_PROBLEM DETAILS_: Copy nothing from the entries below except the lines from the one containing "Category: gray rock" through the one containing "Category: fly fisherman", and copy those exactly.

_SOURCE DATA_:
=== Begin Enclosure ===

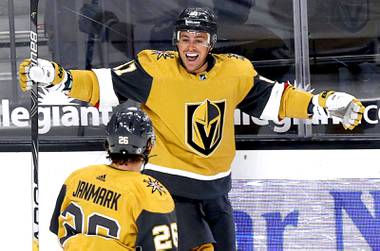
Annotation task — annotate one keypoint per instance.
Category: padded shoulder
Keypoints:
(155, 197)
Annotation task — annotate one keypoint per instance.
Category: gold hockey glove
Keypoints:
(46, 73)
(342, 106)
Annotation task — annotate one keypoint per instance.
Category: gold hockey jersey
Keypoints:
(193, 114)
(103, 208)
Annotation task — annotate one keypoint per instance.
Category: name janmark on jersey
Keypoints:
(96, 194)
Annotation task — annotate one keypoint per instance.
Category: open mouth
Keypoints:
(191, 56)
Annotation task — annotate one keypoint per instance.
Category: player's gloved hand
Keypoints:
(45, 73)
(345, 107)
(94, 21)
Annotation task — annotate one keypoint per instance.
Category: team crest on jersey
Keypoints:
(163, 54)
(155, 185)
(204, 126)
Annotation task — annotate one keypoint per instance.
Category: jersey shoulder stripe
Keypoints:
(236, 64)
(158, 63)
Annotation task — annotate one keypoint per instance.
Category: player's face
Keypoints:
(193, 48)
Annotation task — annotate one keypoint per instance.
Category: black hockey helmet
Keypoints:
(196, 19)
(130, 132)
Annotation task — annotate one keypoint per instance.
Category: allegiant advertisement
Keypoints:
(59, 113)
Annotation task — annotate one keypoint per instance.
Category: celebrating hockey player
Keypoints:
(115, 207)
(190, 95)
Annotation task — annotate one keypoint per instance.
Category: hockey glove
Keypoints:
(46, 73)
(342, 106)
(94, 21)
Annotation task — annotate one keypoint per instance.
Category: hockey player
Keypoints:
(190, 95)
(115, 207)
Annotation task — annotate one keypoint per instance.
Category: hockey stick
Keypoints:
(90, 45)
(34, 123)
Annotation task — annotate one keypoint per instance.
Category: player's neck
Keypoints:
(133, 167)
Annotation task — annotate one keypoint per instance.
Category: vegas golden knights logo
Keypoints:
(204, 125)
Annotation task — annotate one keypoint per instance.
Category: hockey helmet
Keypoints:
(130, 132)
(196, 19)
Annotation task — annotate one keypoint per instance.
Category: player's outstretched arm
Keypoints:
(79, 84)
(45, 73)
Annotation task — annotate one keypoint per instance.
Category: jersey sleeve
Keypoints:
(272, 100)
(107, 87)
(54, 222)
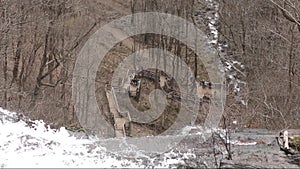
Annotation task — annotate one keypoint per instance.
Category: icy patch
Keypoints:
(37, 145)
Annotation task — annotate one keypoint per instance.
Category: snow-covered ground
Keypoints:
(40, 146)
(36, 146)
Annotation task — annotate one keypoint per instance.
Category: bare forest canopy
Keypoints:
(40, 40)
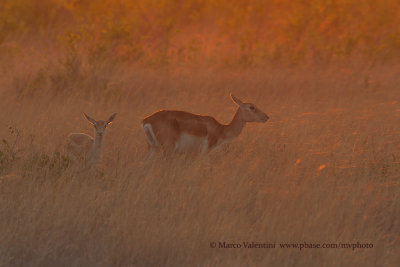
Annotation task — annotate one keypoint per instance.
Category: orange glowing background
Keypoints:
(211, 31)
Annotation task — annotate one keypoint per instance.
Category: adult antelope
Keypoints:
(83, 146)
(175, 131)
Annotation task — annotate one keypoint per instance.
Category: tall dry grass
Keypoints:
(324, 169)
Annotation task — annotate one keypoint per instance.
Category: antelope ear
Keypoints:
(92, 121)
(236, 100)
(111, 118)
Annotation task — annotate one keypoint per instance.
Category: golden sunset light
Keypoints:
(199, 133)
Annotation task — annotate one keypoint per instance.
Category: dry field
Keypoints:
(324, 169)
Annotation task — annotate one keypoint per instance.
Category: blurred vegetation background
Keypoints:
(210, 32)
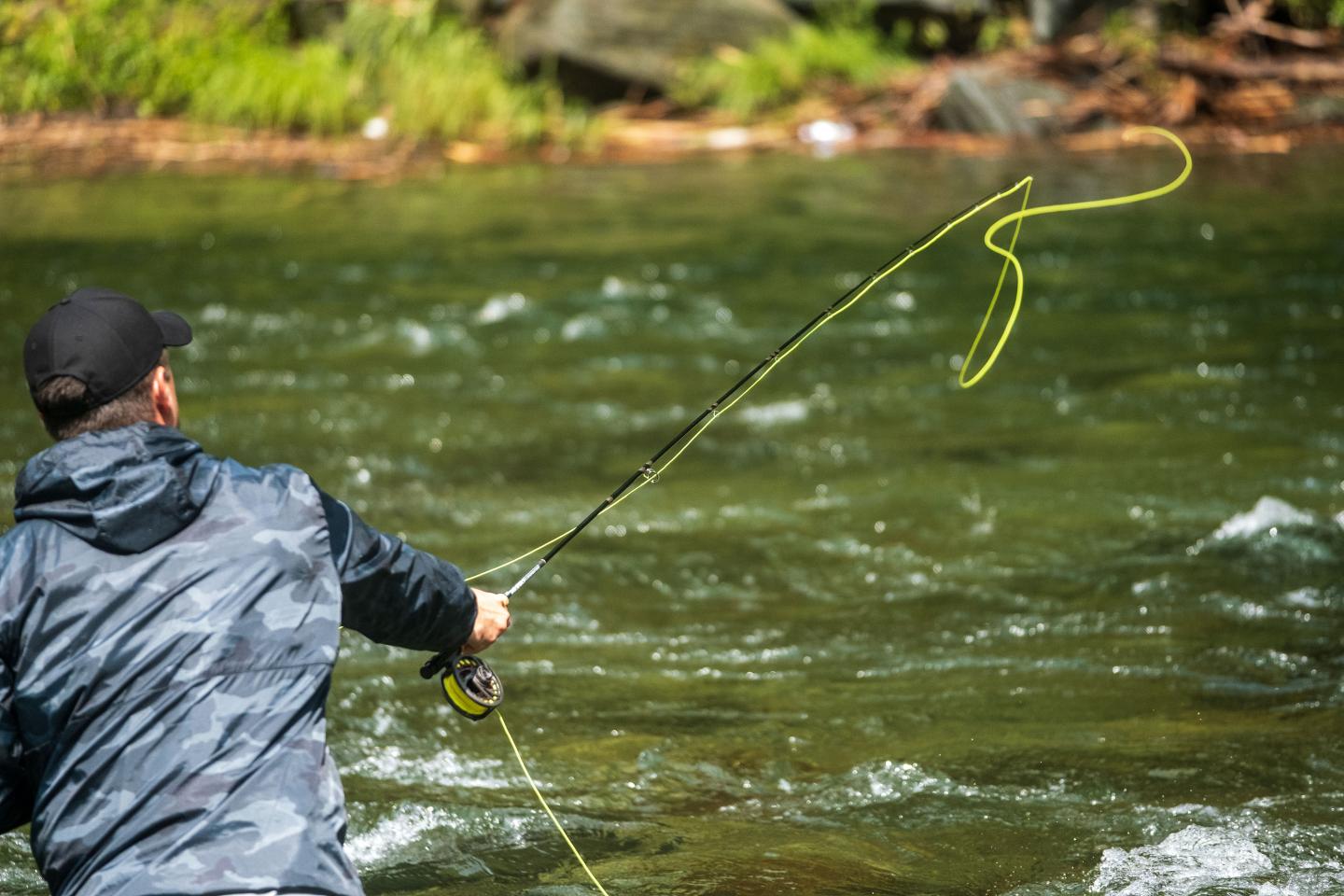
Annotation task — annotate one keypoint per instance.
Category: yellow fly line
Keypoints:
(964, 378)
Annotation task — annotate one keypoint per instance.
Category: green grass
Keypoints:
(231, 62)
(781, 70)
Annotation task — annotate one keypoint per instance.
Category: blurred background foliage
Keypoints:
(441, 69)
(238, 62)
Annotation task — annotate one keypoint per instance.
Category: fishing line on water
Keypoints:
(650, 473)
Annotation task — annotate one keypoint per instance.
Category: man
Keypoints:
(168, 626)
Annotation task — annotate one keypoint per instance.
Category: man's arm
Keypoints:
(15, 794)
(396, 594)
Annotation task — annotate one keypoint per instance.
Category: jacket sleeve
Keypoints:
(393, 593)
(15, 794)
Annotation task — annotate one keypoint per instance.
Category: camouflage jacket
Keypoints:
(168, 626)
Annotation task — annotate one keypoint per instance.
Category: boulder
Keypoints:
(991, 100)
(635, 42)
(1048, 18)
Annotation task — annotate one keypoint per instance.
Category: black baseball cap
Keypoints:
(105, 340)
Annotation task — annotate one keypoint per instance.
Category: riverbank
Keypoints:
(1077, 94)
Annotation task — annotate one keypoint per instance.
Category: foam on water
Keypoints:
(1242, 855)
(776, 413)
(445, 768)
(393, 834)
(498, 308)
(1267, 513)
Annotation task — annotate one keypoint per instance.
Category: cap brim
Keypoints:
(175, 329)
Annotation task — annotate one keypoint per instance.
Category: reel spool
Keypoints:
(472, 687)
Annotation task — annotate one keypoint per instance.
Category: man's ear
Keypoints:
(162, 391)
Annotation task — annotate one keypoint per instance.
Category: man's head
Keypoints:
(98, 360)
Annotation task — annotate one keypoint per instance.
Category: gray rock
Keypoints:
(988, 100)
(638, 42)
(1048, 18)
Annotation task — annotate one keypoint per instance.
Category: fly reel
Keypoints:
(472, 687)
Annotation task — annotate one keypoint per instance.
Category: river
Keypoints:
(1075, 630)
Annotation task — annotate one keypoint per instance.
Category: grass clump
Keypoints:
(437, 77)
(311, 88)
(839, 49)
(119, 57)
(231, 62)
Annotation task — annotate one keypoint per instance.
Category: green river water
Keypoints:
(1077, 630)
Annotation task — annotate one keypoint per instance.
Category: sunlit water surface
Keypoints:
(1077, 630)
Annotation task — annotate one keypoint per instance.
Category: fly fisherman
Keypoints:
(168, 626)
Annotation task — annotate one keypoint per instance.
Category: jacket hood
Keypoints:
(121, 491)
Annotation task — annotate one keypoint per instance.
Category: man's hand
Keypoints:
(492, 620)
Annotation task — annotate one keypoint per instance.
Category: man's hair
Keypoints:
(63, 404)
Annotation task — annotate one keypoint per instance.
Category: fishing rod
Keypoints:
(469, 684)
(473, 688)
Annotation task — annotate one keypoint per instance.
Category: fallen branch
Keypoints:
(1304, 72)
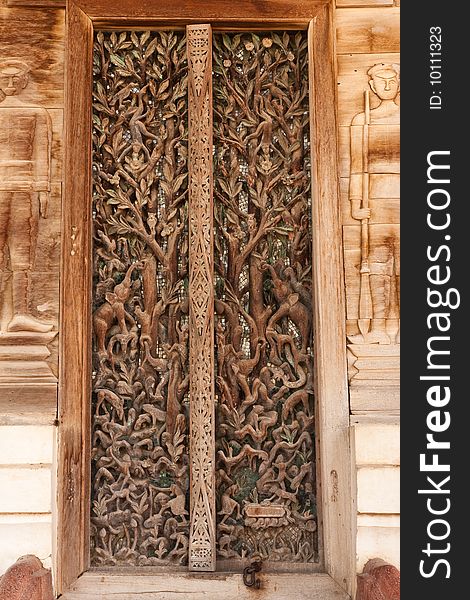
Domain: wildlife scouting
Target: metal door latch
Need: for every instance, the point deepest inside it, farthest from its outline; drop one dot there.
(249, 575)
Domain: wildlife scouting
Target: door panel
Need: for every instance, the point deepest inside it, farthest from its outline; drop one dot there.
(140, 459)
(167, 489)
(265, 459)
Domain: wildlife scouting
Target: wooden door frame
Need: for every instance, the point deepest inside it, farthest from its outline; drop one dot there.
(332, 406)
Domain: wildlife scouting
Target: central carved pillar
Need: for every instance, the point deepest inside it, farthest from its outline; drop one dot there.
(201, 294)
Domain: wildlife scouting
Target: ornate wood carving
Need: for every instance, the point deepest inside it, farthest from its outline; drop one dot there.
(201, 295)
(374, 154)
(25, 184)
(266, 501)
(140, 470)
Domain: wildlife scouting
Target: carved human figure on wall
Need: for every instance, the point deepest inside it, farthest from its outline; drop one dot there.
(25, 151)
(375, 158)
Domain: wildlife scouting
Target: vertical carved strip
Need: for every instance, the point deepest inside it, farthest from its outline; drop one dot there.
(201, 294)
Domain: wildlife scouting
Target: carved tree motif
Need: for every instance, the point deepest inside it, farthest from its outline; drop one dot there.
(155, 302)
(265, 417)
(140, 472)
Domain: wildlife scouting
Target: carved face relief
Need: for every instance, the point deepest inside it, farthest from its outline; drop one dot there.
(13, 78)
(385, 84)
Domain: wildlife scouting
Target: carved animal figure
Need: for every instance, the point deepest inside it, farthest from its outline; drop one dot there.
(113, 309)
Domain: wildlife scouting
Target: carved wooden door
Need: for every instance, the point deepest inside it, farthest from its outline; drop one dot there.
(203, 445)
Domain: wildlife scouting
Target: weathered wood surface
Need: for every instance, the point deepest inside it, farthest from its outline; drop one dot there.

=== End Enclosure ===

_YOUR SOLUTION_:
Category: gray rock
Keypoints:
(988, 100)
(638, 42)
(1048, 18)
Annotation task — annotate one keypoint per instance.
Category: fly reel
Keypoints:
(472, 687)
Annotation task — annotate one keypoint per instance.
Category: river
Keypoints:
(1075, 630)
Annotation task — annotate one keypoint per instance.
Category: grass clump
Keypoints:
(437, 77)
(311, 88)
(839, 49)
(119, 57)
(231, 62)
Annotation task — annotate one keypoint per instance.
Category: green river water
Keypoints:
(1077, 630)
Annotation task — annotate one keypoint per instance.
Category: sunlit water surface
Keypoints:
(1077, 630)
Annotation task — annotate one keypoint per instance.
Category: fly fisherman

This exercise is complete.